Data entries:
::::::
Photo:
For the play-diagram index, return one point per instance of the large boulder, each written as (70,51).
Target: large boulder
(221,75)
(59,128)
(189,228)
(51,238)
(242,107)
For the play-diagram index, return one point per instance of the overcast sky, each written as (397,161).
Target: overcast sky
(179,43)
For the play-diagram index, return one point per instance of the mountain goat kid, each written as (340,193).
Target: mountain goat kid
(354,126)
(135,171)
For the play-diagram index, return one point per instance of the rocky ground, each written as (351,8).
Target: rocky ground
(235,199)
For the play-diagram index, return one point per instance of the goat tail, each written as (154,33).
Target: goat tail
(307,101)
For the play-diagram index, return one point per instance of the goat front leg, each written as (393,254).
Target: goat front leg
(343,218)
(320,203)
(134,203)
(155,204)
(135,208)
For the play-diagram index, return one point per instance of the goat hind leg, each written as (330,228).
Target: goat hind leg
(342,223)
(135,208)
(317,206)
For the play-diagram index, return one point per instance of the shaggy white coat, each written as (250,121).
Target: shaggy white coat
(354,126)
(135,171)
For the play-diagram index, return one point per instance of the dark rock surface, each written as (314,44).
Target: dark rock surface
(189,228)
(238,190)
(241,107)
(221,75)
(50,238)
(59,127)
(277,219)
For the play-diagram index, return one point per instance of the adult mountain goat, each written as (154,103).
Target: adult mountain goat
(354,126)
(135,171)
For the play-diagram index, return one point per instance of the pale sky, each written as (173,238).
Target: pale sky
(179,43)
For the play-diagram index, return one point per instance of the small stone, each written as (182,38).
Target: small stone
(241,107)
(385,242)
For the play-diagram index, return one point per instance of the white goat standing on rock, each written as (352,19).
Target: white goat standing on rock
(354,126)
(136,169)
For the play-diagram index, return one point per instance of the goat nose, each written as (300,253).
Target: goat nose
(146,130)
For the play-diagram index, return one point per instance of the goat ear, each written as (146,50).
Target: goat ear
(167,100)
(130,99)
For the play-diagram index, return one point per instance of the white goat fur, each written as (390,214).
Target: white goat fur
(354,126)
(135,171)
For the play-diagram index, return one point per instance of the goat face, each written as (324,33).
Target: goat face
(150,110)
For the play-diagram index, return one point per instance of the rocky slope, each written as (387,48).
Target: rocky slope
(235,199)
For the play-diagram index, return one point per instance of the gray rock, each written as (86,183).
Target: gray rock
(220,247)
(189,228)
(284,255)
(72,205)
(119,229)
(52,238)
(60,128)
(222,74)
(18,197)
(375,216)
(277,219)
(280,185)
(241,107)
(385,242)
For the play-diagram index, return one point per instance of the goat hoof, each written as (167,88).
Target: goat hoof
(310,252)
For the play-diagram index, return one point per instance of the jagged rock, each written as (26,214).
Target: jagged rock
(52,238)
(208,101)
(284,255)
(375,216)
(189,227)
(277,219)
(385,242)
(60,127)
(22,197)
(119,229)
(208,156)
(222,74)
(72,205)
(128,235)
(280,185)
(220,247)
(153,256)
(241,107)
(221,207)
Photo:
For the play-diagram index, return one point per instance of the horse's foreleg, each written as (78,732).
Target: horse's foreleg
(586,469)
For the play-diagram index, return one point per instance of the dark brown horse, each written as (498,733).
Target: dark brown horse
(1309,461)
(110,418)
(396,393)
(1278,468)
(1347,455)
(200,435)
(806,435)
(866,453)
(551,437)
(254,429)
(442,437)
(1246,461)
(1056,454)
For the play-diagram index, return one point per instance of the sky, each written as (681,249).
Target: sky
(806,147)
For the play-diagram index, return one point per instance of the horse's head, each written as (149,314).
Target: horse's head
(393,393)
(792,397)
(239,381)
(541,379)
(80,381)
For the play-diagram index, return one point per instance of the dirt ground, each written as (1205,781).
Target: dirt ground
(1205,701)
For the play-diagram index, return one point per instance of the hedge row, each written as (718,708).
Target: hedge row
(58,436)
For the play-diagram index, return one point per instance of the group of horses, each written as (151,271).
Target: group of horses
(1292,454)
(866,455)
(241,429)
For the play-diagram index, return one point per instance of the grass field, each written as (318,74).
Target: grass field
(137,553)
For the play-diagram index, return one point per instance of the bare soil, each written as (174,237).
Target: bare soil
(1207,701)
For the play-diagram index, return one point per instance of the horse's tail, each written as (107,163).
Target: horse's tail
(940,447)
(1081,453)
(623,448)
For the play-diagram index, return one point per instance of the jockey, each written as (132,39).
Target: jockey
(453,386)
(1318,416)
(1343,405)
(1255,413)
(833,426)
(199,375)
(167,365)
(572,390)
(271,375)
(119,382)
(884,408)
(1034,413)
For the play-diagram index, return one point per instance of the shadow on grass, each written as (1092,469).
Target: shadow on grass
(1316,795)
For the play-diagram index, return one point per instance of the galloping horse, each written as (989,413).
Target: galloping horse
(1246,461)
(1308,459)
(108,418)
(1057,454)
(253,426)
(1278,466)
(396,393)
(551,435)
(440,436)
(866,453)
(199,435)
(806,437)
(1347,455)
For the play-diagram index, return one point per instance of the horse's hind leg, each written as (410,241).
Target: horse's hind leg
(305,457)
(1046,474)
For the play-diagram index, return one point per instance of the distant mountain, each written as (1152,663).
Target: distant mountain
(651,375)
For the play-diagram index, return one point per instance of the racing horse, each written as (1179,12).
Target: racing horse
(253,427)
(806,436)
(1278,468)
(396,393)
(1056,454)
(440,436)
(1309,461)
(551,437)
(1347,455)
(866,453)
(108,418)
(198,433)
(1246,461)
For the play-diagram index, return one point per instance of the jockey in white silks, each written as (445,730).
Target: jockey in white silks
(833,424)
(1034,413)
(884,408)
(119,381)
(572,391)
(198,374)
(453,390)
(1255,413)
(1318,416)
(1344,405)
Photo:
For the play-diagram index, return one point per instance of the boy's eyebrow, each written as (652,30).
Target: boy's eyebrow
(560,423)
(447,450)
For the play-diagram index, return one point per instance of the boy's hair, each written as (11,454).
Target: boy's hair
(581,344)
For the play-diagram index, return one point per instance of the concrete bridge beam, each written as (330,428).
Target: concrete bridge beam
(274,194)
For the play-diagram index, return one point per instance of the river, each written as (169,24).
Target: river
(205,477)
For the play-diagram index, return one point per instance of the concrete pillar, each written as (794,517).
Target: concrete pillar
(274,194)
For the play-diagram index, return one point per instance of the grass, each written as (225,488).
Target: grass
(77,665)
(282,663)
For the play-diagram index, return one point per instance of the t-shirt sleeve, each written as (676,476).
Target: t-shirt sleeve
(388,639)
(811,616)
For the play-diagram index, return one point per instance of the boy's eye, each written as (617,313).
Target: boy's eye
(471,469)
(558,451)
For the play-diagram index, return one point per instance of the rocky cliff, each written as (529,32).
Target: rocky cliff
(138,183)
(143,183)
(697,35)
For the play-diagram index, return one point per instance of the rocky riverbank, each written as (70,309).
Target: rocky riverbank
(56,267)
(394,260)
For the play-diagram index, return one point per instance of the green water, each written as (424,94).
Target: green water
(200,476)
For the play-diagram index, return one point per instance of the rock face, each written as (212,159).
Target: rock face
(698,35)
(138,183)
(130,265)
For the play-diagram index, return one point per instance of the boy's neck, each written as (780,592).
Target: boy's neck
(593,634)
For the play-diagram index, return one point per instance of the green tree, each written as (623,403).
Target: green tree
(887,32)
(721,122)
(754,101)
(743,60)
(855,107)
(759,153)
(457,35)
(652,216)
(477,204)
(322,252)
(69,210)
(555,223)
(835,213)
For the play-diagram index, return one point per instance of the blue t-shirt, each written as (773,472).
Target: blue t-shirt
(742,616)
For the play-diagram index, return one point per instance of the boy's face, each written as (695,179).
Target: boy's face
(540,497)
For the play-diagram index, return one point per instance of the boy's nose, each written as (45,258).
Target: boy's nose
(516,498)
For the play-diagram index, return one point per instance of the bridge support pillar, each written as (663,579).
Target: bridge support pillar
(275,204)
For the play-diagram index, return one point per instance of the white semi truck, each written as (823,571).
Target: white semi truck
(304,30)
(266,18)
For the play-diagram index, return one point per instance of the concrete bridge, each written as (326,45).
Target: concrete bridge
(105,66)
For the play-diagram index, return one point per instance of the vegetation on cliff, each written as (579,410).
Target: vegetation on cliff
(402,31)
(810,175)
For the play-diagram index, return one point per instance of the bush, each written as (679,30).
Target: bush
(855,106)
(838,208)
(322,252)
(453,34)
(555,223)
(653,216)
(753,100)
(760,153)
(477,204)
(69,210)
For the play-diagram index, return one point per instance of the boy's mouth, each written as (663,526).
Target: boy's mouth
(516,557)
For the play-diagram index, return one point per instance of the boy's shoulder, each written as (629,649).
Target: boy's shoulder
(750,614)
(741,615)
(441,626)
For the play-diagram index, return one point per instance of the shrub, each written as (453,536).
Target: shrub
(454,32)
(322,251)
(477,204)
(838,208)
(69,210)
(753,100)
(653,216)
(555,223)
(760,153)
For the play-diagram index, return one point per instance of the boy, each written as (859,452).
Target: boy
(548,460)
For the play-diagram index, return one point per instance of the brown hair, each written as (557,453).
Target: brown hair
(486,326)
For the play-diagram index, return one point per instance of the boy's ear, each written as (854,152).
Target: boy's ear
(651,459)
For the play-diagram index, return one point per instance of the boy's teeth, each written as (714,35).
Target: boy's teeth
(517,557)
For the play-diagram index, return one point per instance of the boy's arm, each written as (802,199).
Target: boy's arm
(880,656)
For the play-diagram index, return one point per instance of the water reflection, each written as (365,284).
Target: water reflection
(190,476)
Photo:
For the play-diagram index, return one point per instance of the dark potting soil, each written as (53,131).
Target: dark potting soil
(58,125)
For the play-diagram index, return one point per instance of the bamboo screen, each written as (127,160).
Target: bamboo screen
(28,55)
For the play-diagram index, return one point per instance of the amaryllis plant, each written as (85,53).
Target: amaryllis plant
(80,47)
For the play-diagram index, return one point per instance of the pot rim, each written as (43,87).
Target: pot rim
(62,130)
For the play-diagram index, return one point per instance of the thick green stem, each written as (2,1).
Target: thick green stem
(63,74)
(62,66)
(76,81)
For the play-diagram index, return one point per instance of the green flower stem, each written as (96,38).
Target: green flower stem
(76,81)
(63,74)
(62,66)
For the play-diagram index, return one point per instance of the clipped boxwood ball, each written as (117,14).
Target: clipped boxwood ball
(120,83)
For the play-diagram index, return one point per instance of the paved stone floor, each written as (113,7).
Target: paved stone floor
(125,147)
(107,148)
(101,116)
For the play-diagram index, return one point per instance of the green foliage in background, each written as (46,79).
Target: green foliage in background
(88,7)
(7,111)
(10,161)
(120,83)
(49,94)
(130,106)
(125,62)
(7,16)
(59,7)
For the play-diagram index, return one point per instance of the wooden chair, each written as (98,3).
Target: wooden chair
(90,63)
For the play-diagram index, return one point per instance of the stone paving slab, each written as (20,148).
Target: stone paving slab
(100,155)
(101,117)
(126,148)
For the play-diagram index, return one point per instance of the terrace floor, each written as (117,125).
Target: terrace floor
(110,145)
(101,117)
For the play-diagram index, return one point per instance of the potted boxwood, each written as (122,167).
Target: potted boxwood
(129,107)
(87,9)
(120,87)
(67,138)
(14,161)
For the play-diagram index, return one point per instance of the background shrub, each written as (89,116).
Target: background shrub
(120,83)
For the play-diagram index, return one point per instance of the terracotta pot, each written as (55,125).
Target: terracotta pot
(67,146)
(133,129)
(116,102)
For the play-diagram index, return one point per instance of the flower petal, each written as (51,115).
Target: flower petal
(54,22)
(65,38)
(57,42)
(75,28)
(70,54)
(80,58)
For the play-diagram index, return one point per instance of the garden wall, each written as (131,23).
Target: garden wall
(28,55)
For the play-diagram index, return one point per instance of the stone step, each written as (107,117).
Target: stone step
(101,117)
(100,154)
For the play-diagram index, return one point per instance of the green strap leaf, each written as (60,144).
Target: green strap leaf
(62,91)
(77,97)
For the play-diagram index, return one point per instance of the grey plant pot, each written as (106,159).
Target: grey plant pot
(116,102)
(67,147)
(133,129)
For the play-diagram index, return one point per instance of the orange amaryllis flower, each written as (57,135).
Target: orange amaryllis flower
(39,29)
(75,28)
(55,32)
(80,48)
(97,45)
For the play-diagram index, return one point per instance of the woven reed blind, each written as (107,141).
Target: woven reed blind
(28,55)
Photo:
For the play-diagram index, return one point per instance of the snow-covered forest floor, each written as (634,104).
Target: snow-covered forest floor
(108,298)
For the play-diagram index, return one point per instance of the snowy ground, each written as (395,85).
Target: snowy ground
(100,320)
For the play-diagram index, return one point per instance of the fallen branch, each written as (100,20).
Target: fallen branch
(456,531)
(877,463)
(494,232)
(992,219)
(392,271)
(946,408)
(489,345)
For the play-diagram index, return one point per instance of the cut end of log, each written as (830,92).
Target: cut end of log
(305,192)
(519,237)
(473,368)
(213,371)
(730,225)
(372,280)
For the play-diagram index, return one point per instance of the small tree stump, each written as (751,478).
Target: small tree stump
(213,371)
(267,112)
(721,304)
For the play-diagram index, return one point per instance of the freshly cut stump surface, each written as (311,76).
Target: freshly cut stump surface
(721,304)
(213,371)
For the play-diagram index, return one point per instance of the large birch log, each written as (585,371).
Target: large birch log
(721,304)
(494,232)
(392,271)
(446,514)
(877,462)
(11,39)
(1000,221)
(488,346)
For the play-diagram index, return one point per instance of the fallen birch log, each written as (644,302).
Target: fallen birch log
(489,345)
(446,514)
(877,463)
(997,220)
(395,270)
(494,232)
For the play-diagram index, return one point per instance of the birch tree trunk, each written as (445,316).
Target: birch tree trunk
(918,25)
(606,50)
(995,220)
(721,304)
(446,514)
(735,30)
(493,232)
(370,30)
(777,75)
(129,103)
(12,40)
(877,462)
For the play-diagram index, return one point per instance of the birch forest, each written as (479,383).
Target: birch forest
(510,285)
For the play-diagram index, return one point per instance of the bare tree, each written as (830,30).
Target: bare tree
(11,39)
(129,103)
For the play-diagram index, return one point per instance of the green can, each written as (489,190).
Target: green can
::::::
WHAT TO WORK ON: Copy out everything in the data from the line containing "written as (489,190)." down to the final line, with both ends included.

FULL ANSWER:
For the play-diagram index, return one point per instance of the green can, each written as (489,190).
Target: green can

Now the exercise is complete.